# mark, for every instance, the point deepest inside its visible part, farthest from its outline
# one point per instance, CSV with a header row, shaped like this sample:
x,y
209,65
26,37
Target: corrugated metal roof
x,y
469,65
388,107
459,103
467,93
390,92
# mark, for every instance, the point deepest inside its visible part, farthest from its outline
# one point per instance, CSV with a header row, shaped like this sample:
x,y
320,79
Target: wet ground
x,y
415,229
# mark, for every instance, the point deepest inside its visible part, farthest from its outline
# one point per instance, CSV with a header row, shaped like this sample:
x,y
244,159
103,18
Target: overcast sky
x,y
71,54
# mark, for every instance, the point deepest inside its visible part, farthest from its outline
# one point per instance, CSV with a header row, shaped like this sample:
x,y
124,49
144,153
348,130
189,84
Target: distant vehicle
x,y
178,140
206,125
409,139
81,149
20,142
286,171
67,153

++++++++++

◆ ABOUT THIS TASK ◆
For this task, set down the entire listing word for word.

◆ TASK OUTPUT ◆
# mark, for every instance, the point deepest inside its visible part, farthest from its outline
# one point per instance, CSV with a header row, shaped like this sample:
x,y
209,65
26,37
Target: corrugated metal roof
x,y
469,65
388,107
459,103
467,93
390,92
# mark, for every instance, the point deepest inside its visible part, farthest from its outline
# one point per instance, CSV with a header row, shaped like this sample:
x,y
320,79
Target: wet ground
x,y
415,229
# mark, for every instance, the point deepest inside its visible part, farthest from its outline
# one point per instance, CSV with a header row, shaped like this sample:
x,y
244,159
103,18
Target: overcast sky
x,y
71,54
# mark, for every instance, the point deepest inside its visible part, farthest from its outline
# one point per instance, CSV with a header row, shaped like this sample:
x,y
124,49
144,153
348,130
189,84
Target: distant vehicle
x,y
178,140
206,125
409,139
81,149
20,142
286,171
67,153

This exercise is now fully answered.